■ Description of the task
Locate every line in the records below that contains the word "with", and copy each one.

Data for analysis START

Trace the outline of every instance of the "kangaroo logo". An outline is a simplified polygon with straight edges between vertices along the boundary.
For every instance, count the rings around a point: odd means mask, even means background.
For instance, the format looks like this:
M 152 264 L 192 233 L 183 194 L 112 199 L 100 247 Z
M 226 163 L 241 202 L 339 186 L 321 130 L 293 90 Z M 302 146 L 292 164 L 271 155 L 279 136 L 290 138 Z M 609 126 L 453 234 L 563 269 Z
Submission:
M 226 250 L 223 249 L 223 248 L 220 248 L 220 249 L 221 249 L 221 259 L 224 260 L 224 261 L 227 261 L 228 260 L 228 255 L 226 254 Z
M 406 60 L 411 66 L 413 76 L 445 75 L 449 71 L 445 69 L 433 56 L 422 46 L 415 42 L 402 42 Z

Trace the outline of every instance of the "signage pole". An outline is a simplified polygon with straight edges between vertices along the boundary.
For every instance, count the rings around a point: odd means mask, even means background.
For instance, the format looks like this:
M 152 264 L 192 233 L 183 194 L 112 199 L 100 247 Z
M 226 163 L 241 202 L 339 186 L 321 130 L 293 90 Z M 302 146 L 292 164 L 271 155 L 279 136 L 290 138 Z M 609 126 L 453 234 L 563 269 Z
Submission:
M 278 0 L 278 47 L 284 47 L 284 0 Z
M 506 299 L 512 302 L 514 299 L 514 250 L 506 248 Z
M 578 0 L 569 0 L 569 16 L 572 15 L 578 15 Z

Data for analysis END

■ Output
Trace the outline of every instance of the "kangaroo logo". An outline is a simplified polygon with straight edges between vertices along the boundary.
Trace the outline of every instance of the "signage pole". An outline is a simplified polygon with straight edges between vertices along the boundary.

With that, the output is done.